(Records excerpted from a collection)
»»

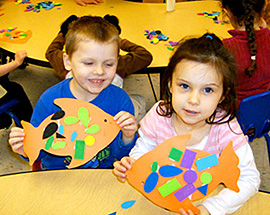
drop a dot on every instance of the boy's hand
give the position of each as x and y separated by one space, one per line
85 2
121 167
16 138
128 124
19 57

««

Reproduce the data exactly as it appears above. Pictures are to be left out.

drop a dot on every instance of the boy's hand
give the position of each as x and y separated by one space, one per line
85 2
121 167
16 138
128 124
19 57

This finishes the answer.